Oman uses oil bloc as collateral for new debt | Rigzone

(Bloomberg) – Oman is seeking to raise funds from its biggest oil bloc, as the cash-strapped Gulf nation seeks new ways to rein in its budget deficit and stabilize a faltering economy.

The sultanate is transferring its 60% stake in Block 6, which has a production capacity of 650,000 barrels per day, from Petroleum Development Oman to a new company, according to three people familiar with the matter. The company would then tap international financial markets, allowing Oman to take on debt without putting it on the government’s books, they said, asking not to be identified because they are not authorized to speak to the media.

The new company could try to sell about $3 billion in bonds in the first half of next year, one of the people said. JPMorgan Chase & Co. advises the government, the person said.

PDO and JPMorgan declined to comment. Spokespersons for Oman’s energy and finance ministries did not immediately respond to emails seeking comment.

● **Written problem**
Copy word for word the passage of the Oman oil-bloc article above, starting at "The sultanate is" up to and including "to the media.".

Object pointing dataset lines
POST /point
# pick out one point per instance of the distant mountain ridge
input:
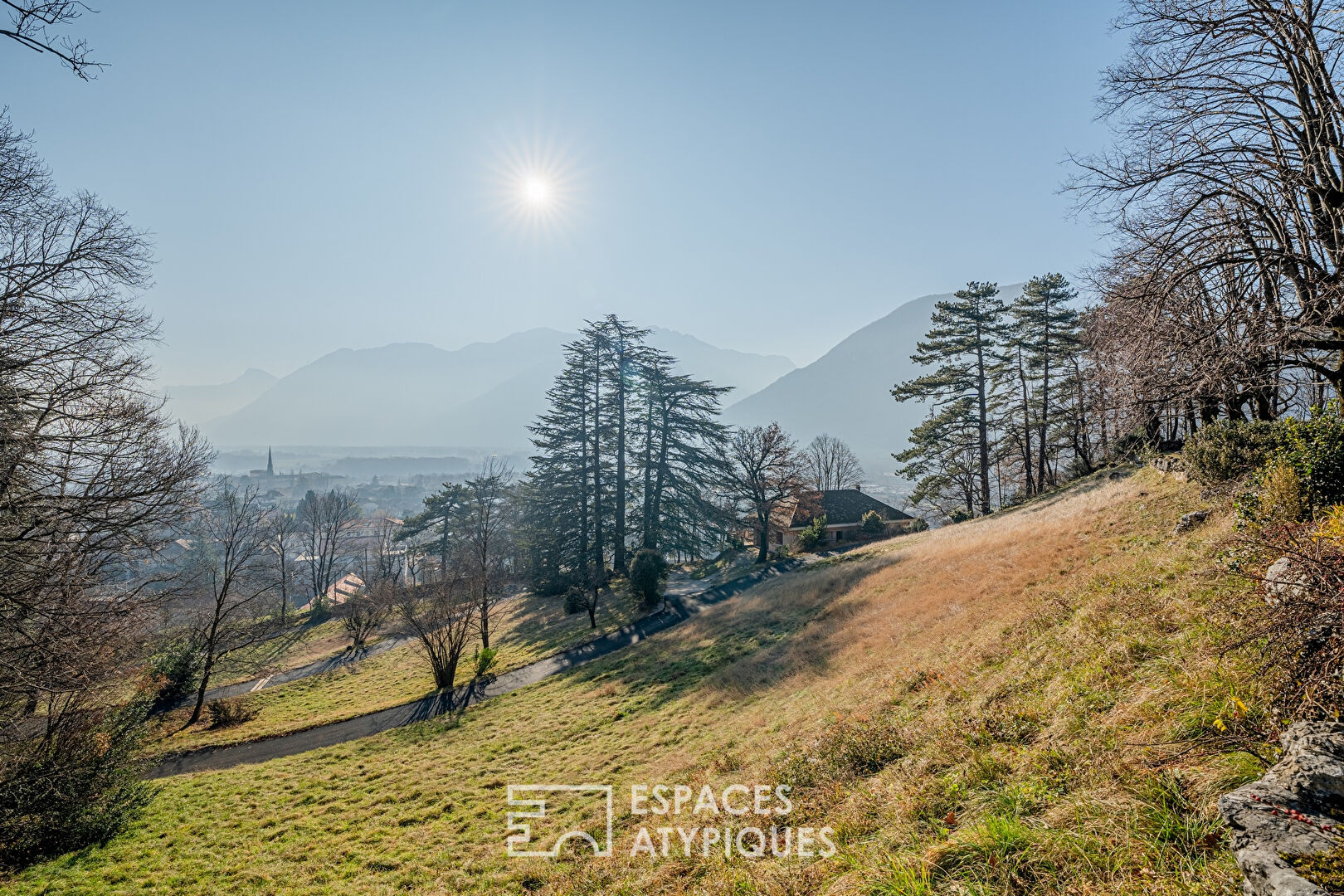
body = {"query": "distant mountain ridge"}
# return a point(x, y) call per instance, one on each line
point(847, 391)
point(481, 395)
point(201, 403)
==
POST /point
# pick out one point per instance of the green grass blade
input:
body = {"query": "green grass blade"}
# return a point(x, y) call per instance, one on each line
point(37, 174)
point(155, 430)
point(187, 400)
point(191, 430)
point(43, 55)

● **Final result**
The sultanate is transferring its 60% stake in Block 6, which has a production capacity of 650,000 barrels per day, from Petroleum Development Oman to a new company, according to three people familiar with the matter. The company would then tap international financial markets, allowing Oman to take on debt without putting it on the government’s books, they said, asking not to be identified because they are not authorized to speak to the media.